REQUIRED ACTION:
These records must be written out again exactly.

Recorded data:
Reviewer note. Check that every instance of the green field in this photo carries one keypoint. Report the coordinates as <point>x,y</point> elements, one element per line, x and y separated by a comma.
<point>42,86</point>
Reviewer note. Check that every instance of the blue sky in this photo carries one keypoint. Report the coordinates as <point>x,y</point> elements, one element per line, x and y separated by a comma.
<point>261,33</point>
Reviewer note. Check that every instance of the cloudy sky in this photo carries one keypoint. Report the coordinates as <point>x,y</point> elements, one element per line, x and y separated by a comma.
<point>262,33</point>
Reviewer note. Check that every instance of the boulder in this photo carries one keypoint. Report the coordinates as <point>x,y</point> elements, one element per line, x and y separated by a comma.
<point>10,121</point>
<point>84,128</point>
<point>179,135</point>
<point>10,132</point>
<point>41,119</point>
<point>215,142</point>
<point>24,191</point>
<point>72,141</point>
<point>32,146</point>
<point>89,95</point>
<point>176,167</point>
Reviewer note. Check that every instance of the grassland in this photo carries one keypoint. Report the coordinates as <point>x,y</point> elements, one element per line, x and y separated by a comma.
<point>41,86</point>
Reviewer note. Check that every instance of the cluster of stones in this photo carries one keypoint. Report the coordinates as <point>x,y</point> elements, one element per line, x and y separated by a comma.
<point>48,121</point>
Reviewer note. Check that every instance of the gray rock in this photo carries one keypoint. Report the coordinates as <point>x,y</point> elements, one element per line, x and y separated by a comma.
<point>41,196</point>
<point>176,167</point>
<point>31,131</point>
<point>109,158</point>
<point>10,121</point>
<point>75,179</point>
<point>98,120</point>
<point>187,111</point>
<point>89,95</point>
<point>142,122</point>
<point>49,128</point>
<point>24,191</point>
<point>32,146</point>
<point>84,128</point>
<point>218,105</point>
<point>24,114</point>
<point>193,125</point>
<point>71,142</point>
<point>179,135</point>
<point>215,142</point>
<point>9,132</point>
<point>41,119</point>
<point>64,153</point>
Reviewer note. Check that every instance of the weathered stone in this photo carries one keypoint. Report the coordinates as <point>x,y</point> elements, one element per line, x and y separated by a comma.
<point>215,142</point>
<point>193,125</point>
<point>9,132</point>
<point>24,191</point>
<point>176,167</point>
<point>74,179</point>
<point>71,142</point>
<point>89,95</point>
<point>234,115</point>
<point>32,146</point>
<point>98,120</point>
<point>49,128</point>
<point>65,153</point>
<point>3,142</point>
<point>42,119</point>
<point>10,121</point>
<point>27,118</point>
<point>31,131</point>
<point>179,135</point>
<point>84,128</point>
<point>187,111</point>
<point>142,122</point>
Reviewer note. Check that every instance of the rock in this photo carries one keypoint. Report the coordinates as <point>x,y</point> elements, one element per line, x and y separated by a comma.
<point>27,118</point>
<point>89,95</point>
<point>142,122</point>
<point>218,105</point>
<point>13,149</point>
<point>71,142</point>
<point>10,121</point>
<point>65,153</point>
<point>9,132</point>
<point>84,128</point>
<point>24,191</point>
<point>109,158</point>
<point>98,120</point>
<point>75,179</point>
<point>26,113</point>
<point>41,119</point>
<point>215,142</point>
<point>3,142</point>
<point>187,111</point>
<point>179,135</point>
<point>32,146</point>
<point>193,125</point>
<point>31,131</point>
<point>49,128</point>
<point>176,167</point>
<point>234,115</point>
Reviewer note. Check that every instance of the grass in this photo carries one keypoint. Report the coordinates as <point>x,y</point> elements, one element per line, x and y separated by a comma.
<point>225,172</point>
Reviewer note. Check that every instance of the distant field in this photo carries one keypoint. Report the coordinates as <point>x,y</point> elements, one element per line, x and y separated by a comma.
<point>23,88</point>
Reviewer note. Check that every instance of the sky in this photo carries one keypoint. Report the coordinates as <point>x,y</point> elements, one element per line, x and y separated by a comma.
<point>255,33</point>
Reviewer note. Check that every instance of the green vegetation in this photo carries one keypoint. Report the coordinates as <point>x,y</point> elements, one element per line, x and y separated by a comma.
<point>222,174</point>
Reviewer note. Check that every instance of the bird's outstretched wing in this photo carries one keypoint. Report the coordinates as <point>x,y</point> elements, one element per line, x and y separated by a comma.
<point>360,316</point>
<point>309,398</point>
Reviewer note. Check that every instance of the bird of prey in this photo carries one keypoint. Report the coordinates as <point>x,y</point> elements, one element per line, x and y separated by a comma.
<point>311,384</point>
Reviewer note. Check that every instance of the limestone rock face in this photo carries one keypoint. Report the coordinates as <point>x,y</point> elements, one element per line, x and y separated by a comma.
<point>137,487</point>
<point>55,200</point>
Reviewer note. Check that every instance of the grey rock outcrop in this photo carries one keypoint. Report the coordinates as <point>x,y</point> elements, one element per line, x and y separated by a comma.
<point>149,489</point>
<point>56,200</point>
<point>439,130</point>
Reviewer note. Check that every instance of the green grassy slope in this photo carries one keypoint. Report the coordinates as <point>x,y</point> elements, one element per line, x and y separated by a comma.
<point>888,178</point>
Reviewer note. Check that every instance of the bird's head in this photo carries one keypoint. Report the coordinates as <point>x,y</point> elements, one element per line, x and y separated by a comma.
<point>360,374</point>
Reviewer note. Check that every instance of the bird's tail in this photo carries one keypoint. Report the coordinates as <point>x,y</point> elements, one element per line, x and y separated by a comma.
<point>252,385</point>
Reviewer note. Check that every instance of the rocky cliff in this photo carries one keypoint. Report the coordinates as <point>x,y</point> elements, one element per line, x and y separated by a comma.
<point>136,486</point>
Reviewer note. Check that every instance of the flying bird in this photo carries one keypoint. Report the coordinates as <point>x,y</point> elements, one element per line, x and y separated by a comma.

SOLUTION TO THIS PROBLEM:
Reviewer note. Check that every instance of the green field in this photo carries one keypoint. Report the coordinates as <point>x,y</point> elements, one element per line, x and y separated by a comma.
<point>42,86</point>
Reviewer note. Check that every instance of the blue sky in this photo carries one keypoint. Report the coordinates as <point>x,y</point> elements, one element per line, x and y separated by a comma.
<point>261,33</point>
Reviewer note. Check that every instance of the cloudy sky in this photo carries one keypoint. Report the coordinates as <point>x,y</point> elements, one element per line, x and y separated by a comma.
<point>262,33</point>
Reviewer note. Check that every instance of the boulder in this photo carries one keypoint. Report the coordinates as <point>x,y</point> elements, one element per line, x and y separated by a comma.
<point>10,121</point>
<point>84,128</point>
<point>179,135</point>
<point>10,132</point>
<point>41,119</point>
<point>215,142</point>
<point>24,191</point>
<point>72,141</point>
<point>32,146</point>
<point>89,95</point>
<point>176,167</point>
Reviewer note. Check that every instance of the grassland in this photo carries one keypoint. Report the coordinates as <point>x,y</point> elements, one element per line, x and y separated by a comma.
<point>41,86</point>
Reviewer note. Check that every instance of the cluster of stones in this photo carries one keypoint. Report the coordinates as <point>x,y</point> elements, one element per line, x and y separated by a comma.
<point>48,121</point>
Reviewer note. Check that every instance of the gray rock in this photo carries one keypoint. Report the coordinates as <point>x,y</point> elements, one element per line, x and y separated by a comma.
<point>41,196</point>
<point>176,167</point>
<point>31,131</point>
<point>109,158</point>
<point>10,121</point>
<point>75,179</point>
<point>98,120</point>
<point>187,111</point>
<point>89,95</point>
<point>142,122</point>
<point>49,128</point>
<point>24,191</point>
<point>32,146</point>
<point>84,128</point>
<point>218,105</point>
<point>24,114</point>
<point>193,125</point>
<point>71,142</point>
<point>179,135</point>
<point>215,142</point>
<point>9,132</point>
<point>41,119</point>
<point>64,153</point>
Reviewer note. Check that every instance of the weathered stone in this photo carries one keypoint. Report the coordinates as <point>x,y</point> elements, one element per line, x and y separated by a comma.
<point>215,142</point>
<point>193,125</point>
<point>9,132</point>
<point>24,191</point>
<point>176,167</point>
<point>74,179</point>
<point>71,142</point>
<point>89,95</point>
<point>234,115</point>
<point>32,146</point>
<point>98,120</point>
<point>49,128</point>
<point>65,153</point>
<point>3,142</point>
<point>42,119</point>
<point>10,121</point>
<point>27,118</point>
<point>31,131</point>
<point>179,135</point>
<point>84,128</point>
<point>187,111</point>
<point>142,122</point>
Reviewer note. Check that every instance of the rock in this photo carries one keypoint. Report the coordinates as <point>x,y</point> elements, one element per line, x and y separated by a comma.
<point>27,118</point>
<point>89,95</point>
<point>142,122</point>
<point>218,105</point>
<point>13,149</point>
<point>71,142</point>
<point>10,121</point>
<point>65,153</point>
<point>9,132</point>
<point>84,128</point>
<point>24,191</point>
<point>109,158</point>
<point>98,120</point>
<point>75,179</point>
<point>26,113</point>
<point>41,119</point>
<point>215,142</point>
<point>3,142</point>
<point>187,111</point>
<point>179,135</point>
<point>32,146</point>
<point>193,125</point>
<point>31,131</point>
<point>49,128</point>
<point>176,167</point>
<point>234,115</point>
Reviewer note. Check that every instance of the grass in this photo carries one keypoint. Report the coordinates as <point>x,y</point> elements, one element per line, x and y separated by a comma.
<point>225,172</point>
Reviewer note. Check that every instance of the distant field in this photo carries one keypoint. Report the coordinates as <point>x,y</point> elements, one element per line, x and y separated by a comma.
<point>23,88</point>
Reviewer note. Check that every instance of the sky in this photo carries one keypoint. Report the coordinates as <point>x,y</point> elements, one element per line, x and y separated by a comma.
<point>255,33</point>
Reviewer note. Check that every instance of the green vegetation in this photo carries one keypoint. Report the coordinates as <point>x,y</point> elements, one element per line, x and y separated by a comma.
<point>222,174</point>
Reviewer note. Check that every instance of the bird's outstretched wing in this photo carries one keypoint. Report the coordinates as <point>x,y</point> elements, one element per line, x and y separated by a comma.
<point>360,316</point>
<point>309,398</point>
Reviewer note. Check that every instance of the bird of prey in this photo carries one keypoint. Report the coordinates as <point>x,y</point> elements, one element per line, x and y separated by a comma.
<point>311,384</point>
Reviewer note. Check that every instance of the limestone rock face in this photo carries one keypoint. Report the coordinates as <point>x,y</point> elements, one element per line, x and y separated by a comma.
<point>137,487</point>
<point>55,200</point>
Reviewer note. Check that every instance of the grey rock outcrop in this photo carries one keypoint. Report the coordinates as <point>x,y</point> elements, one element per line, x and y separated by a comma.
<point>149,489</point>
<point>56,200</point>
<point>439,130</point>
Reviewer note. Check that every instance of the green grassy slope in this photo carries one keypoint. Report the coordinates as <point>x,y</point> elements, one element per line, x and y separated by a comma.
<point>888,178</point>
Reviewer note. Check that every instance of the bird's head in this photo carries one keypoint. Report the coordinates as <point>x,y</point> elements, one element per line, x and y separated by a comma.
<point>360,374</point>
Reviewer note. Check that every instance of the bird's tail in this photo carries one keypoint. Report the coordinates as <point>x,y</point> elements, one element per line, x and y separated by a comma.
<point>252,385</point>
Reviewer note. Check that every instance of the rocky cliff in this photo carries one keypoint. Report the coordinates as <point>x,y</point> elements, one element per line, x and y separated by a comma.
<point>136,486</point>
Reviewer note. Check that every instance of the flying bird in this photo carries one keypoint. Report the coordinates as <point>x,y</point> elements, one element per line, x and y separated by a comma.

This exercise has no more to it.